(TEXT FOR ANALYSIS)

Char Kway Teow – Malaysian style rice noodles

This is typical Malaysian street food and for best results you need to cook individual serves. I normally prepare the tofu and have all my ingredients portioned out and ready to go, so cooking becomes a coordinated effort and is a breeze.

I suggested using fresh rice noodles but you can also use dried rice noodles about 1cm wide. Cook them first in boiling water for 2 or 3 minutes (refer to instructions on the packet) and refresh them several times in cold water so they don’t clump up together.

You can use any combination of protein – Chinese sausage, squid, prawns or just egg and tofu.


90ml light soy sauce

45ml dark soy sauce

20ml oyster sauce

20ml fish sauce

2 teaspoons freshly ground pepper

1 tablespoon sugar

100g vegetable oil like canola

4 tablespoon chilli paste (store bought or use recipe below)

4 cloves garlic, finely chopped

20-24 large prawns

900 grams fresh rice noodles (steep them in hot water from tap for 15-20 minutes so the noodles separate out, strain and keep ready)

(End TEXT FOR ANALYSIS)

INSTRUCTIONS =
[1] Transcribe the part of the char kway teow recipe starting at "Char Kway Teow" and ending at "egg and tofu.".
[2] Go on with the char kway teow recipe from the point where it stops.

(DATASET EXCERPTS)

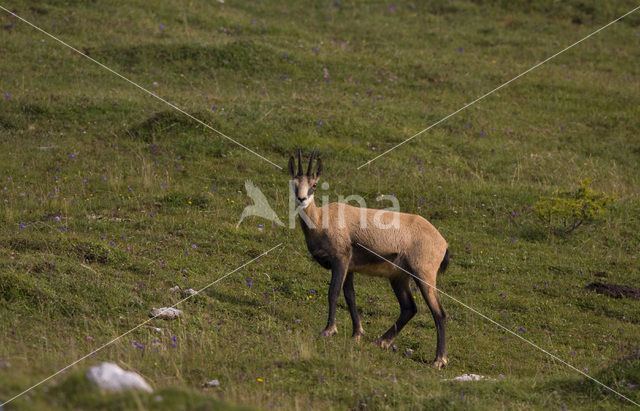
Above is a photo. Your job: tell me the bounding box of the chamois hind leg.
[415,269,447,369]
[342,273,364,342]
[322,259,348,337]
[380,275,418,348]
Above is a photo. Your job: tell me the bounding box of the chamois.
[289,150,449,369]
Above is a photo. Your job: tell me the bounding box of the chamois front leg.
[322,260,347,337]
[343,273,364,342]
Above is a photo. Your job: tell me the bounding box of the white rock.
[87,362,152,392]
[144,325,164,334]
[151,307,183,320]
[445,374,492,381]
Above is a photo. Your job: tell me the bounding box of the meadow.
[0,0,640,410]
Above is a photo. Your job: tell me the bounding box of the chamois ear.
[313,158,322,178]
[289,156,296,177]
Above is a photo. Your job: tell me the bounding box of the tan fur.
[289,152,448,367]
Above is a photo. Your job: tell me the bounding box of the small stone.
[151,307,184,320]
[209,380,220,387]
[445,374,493,381]
[87,362,153,392]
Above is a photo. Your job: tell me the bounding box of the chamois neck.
[298,198,322,230]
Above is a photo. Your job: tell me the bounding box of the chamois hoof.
[351,330,364,343]
[431,358,449,370]
[380,340,393,349]
[320,325,338,337]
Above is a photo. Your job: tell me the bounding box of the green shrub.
[535,180,613,234]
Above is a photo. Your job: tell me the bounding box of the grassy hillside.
[0,0,640,410]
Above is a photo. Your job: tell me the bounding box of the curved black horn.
[307,149,316,176]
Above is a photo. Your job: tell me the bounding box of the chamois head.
[289,149,322,209]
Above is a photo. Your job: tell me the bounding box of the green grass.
[0,0,640,409]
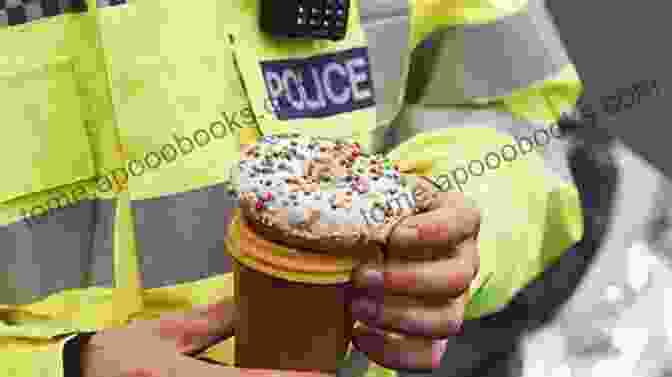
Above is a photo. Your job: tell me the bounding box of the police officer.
[0,0,582,377]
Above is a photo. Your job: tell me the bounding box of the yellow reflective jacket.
[0,0,582,377]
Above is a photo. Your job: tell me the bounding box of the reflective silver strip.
[408,0,571,105]
[0,199,115,305]
[388,105,574,183]
[96,0,128,8]
[0,0,86,27]
[131,184,237,288]
[359,0,410,126]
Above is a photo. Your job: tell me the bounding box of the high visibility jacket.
[0,0,582,377]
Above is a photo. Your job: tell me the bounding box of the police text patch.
[261,47,375,120]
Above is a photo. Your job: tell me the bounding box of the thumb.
[159,299,236,356]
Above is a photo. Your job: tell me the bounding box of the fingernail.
[352,298,378,322]
[448,320,464,336]
[432,339,448,369]
[362,268,385,289]
[399,320,433,337]
[352,333,385,353]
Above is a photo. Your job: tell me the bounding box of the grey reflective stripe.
[131,184,237,288]
[0,199,115,304]
[360,0,410,126]
[408,0,570,105]
[0,0,86,26]
[389,105,574,183]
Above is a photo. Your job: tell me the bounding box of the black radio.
[260,0,350,41]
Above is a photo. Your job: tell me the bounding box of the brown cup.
[234,217,354,374]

(End DATASET EXCERPTS)

TASK-BY-TASK OUTPUTS =
[1]
Char Kway Teow – Malaysian style rice noodles

This is typical Malaysian street food and for best results you need to cook individual serves. I normally prepare the tofu and have all my ingredients portioned out and ready to go, so cooking becomes a coordinated effort and is a breeze.

I suggested using fresh rice noodles but you can also use dried rice noodles about 1cm wide. Cook them first in boiling water for 2 or 3 minutes (refer to instructions on the packet) and refresh them several times in cold water so they don’t clump up together.

You can use any combination of protein – Chinese sausage, squid, prawns or just egg and tofu.

[2]
4 eggs, lightly beaten

1 x 300 gram packet of tofu sliced into strips or 1 cm squares

4 handfuls of bean sprouts

1 small bunch Chinese chives or spring onions, washed and roughly chopped


Mix both soy sauces, oyster and fish sauce, sugar and pepper. Stir well until sugar dissolves.

Prepare the chilli paste (recipe below) and have it ready to go.

Heat the oil in a large wok over high heat. Fry the tofu in batches until golden and set aside. Leave about two tablespoons of oil and remove the rest to a bowl to use for cooking the later batches.

Fry minced garlic and chilli paste until fragrant. Then saute prawns. Add noodles to wok and quickly stir fry while adding spoonful’s of the sauce ( use the equivalent of 3 tablespoons of sauce per batch). Once you are satisfied that the noodles are sufficiently fried, push noodles to a side to add some egg. After a minute, break up the egg and incorporate egg into the noodles. Finally add chopped chives, bean sprouts and the tofu pieces. Serve hot.


I used a combination of dried chillies from my pantry. It makes about 200 grams and stores in the fridge up to two weeks.

12 dried Indian chillies like Guntur

12 dried Kashmiri chillies

12 dried Szechwan chillies

1 tablespoon Chinkiang vinegar

1 teaspoon salt

1 teaspoon dark soy sauce

Wear gloves and remove seeds from the chillies. The easiest way is to cut the top off with scissors and pour the seeds into a bowl. Rinse in water and soak chillies in hot water from the kettle for two hours. Pour enough water so the chillies are barely drowned. Cover with a lid. Discard the soaking liquid. Using a food processor grind the chillies with the salt, vinegar and soy sauce to form a fine paste.